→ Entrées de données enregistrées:
::::::::
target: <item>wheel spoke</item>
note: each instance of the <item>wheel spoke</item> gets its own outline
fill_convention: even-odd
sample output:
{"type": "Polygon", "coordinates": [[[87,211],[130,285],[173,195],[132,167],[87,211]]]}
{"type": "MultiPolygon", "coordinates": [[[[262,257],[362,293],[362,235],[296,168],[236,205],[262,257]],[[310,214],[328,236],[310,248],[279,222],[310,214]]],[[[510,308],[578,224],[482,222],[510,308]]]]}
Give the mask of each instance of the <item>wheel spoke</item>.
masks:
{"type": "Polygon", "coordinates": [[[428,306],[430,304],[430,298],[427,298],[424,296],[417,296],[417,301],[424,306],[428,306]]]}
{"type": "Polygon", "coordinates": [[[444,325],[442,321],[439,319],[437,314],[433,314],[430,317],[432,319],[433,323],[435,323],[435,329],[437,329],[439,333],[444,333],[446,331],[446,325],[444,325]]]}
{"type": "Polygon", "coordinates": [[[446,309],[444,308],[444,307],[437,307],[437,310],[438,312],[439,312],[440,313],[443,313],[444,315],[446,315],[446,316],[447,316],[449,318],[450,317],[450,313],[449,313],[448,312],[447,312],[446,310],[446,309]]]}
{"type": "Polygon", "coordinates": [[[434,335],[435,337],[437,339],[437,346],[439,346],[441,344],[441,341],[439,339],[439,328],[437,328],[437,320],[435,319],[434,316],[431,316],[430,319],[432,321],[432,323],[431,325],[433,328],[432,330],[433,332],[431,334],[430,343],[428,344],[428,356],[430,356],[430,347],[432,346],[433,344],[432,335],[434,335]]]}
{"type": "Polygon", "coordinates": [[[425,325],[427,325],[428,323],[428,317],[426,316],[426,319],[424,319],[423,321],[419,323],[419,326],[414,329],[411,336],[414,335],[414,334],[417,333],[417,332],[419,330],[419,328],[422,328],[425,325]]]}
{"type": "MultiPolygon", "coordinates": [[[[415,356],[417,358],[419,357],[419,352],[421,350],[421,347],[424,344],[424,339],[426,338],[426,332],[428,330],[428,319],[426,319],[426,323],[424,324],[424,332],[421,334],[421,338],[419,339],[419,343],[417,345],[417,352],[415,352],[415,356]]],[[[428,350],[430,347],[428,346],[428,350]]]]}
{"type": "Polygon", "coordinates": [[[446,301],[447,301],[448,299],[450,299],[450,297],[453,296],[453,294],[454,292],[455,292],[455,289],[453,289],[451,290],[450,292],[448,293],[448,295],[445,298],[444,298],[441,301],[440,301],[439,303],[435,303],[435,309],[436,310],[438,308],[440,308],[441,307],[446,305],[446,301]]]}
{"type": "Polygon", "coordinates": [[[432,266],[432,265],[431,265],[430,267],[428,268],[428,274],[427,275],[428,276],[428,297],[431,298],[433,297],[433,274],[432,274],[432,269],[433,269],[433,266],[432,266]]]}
::::::::
→ TÂCHE À RÉALISER: Extrayez chaque ligne des enregistrements qui contient le mot « instance », en tenant compte de la casse.

→ RÉPONSE À L'EXERCICE:
note: each instance of the <item>wheel spoke</item> gets its own outline
Give the mask of each instance of the <item>wheel spoke</item>.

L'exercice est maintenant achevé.